Work instructions - Below are the records; retype each one exactly.

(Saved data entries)
---

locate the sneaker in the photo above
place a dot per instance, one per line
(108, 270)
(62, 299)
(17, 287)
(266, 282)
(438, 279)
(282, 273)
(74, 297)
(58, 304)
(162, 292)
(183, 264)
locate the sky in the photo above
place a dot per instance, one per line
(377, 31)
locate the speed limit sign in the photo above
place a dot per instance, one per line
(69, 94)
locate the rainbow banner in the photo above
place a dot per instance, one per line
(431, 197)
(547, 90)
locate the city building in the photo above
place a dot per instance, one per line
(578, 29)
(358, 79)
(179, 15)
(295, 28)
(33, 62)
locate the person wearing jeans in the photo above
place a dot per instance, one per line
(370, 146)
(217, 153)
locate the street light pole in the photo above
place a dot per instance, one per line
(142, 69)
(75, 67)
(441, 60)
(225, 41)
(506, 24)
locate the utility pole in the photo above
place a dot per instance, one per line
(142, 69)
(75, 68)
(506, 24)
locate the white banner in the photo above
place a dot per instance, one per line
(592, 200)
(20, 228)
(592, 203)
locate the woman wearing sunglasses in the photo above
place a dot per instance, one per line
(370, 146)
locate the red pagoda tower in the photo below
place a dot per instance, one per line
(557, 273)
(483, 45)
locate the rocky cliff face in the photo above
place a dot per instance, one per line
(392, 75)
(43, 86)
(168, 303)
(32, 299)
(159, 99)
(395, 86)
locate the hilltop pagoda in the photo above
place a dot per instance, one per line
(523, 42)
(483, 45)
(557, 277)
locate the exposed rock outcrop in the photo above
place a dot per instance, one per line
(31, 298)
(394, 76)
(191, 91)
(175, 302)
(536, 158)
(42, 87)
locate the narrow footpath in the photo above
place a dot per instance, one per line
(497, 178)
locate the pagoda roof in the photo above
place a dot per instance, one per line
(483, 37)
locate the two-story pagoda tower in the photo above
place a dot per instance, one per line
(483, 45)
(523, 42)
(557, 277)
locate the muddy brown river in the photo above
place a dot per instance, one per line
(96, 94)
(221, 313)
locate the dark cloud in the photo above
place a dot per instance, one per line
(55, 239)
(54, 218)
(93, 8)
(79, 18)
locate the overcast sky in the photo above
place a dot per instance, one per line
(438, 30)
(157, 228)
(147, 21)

---

Answer space -
locate the sneaker in the photo above
place a dot per instance, one per line
(108, 270)
(62, 299)
(17, 287)
(266, 282)
(438, 279)
(282, 273)
(74, 297)
(58, 304)
(162, 292)
(183, 264)
locate the sky in the photo above
place a dot per instance, one per line
(377, 31)
locate the speed limit sign in the photo above
place a dot per instance, one per line
(69, 94)
locate the rainbow banner in the photo above
place a dot per instance, one per line
(431, 197)
(547, 90)
locate the city building in the photo above
place a dot per instance, one per line
(578, 29)
(358, 79)
(179, 15)
(295, 28)
(33, 62)
locate the person wearing jeans in the photo above
place a dot per instance, one per line
(370, 146)
(217, 153)
locate the street light pole in the photo above
place a dot per instance, one per line
(142, 69)
(75, 67)
(441, 60)
(225, 41)
(506, 24)
locate the utility pole in the photo above
place a dot per instance, one per line
(142, 69)
(75, 68)
(506, 24)
locate the white banner in the photo above
place a dot per instance, one per line
(592, 200)
(20, 228)
(592, 203)
locate the woman wearing sunglasses in the photo above
place a dot per instance, one per line
(370, 146)
locate the red pagoda tower in the photo below
place a dot per instance, one per line
(557, 273)
(483, 45)
locate the rocky cliff face in the photo above
place a dot per instance, one per line
(392, 75)
(43, 86)
(168, 303)
(32, 299)
(159, 99)
(395, 86)
locate the hilltop pagoda in the photo above
place a dot per instance, one per line
(523, 42)
(483, 45)
(557, 277)
locate the exposed rock outcrop in the photo above
place a dot per instance, one per line
(31, 298)
(394, 76)
(191, 91)
(175, 302)
(536, 158)
(42, 87)
locate the narrow footpath in the photo above
place a dot per instance, one per line
(497, 178)
locate the pagoda roof in the photo above
place a dot per instance, one per line
(483, 37)
locate the two-story pagoda tower in the photo above
place a dot per instance, one per line
(483, 45)
(523, 42)
(557, 277)
locate the muddy brown river in the photo above
place a dot per instance, one per line
(96, 94)
(221, 313)
locate the dark cloud in the photo above
place a dot per instance, one per line
(55, 239)
(54, 218)
(93, 8)
(79, 18)
locate the overcast sky in the photo above
place a dot per instance, one per line
(438, 30)
(157, 228)
(147, 21)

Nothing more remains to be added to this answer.